→ **Work required**:
Rewrite every line in the rows below, from the one containing "Where can the steep" down to and including the one containing "<point>138,73</point>". Raise each x and y coordinate in the answer points by 77, and leave all other lines unchanged.

→ **Supplied records**:
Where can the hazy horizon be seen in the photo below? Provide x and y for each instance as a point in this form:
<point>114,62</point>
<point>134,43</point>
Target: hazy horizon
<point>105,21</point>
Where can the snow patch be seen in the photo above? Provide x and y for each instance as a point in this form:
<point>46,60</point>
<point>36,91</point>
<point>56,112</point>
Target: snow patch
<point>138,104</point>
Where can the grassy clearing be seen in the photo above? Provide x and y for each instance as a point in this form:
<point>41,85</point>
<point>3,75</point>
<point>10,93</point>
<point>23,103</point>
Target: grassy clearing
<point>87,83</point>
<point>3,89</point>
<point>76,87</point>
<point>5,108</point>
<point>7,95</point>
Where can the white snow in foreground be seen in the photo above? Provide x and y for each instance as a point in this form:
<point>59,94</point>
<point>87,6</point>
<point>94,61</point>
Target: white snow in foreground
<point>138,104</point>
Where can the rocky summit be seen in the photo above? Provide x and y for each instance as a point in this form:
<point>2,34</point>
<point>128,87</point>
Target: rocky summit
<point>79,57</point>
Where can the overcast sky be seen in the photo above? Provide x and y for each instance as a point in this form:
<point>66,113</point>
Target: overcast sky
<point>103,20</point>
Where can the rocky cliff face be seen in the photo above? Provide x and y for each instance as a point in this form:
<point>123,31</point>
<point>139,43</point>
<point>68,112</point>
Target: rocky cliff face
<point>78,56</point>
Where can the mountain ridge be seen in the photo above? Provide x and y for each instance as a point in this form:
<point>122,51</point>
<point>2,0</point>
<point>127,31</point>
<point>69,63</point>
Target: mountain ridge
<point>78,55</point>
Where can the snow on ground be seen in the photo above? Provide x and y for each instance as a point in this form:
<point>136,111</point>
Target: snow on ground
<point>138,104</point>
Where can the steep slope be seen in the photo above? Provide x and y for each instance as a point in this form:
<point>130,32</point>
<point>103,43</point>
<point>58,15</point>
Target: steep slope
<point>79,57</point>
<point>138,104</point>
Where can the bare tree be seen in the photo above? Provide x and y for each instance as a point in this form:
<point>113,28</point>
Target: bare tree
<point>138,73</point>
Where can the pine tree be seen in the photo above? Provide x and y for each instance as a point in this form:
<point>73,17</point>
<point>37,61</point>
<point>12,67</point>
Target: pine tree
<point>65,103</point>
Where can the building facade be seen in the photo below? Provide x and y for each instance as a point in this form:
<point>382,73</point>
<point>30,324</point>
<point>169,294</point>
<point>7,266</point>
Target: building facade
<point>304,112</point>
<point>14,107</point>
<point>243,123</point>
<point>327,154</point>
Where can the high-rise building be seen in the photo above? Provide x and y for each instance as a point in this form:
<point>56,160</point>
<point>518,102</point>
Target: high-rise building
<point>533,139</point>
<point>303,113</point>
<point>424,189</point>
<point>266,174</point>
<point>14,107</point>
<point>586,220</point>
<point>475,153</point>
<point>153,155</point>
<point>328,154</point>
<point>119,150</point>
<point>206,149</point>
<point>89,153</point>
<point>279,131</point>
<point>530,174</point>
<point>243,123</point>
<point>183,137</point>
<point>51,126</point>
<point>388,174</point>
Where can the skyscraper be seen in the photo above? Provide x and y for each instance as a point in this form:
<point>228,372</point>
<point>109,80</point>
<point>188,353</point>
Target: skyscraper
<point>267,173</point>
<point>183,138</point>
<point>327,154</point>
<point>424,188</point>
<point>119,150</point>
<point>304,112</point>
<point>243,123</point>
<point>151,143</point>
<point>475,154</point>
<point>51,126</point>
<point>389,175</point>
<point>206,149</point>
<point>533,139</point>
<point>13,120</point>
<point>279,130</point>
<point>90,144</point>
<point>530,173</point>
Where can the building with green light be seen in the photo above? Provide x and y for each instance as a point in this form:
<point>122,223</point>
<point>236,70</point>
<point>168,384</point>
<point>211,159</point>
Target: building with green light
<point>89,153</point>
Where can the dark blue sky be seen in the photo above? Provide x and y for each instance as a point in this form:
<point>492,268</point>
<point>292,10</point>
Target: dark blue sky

→ **Written solution**:
Where can the steep slope be seen in the photo above? Provide x and y for each instance as a point in this form:
<point>130,32</point>
<point>103,43</point>
<point>58,15</point>
Target: steep slope
<point>156,134</point>
<point>215,181</point>
Where can the bare tree be seen in the photo above? Provide x and y for each instance as a point in this form:
<point>113,28</point>
Target: bare tree
<point>215,150</point>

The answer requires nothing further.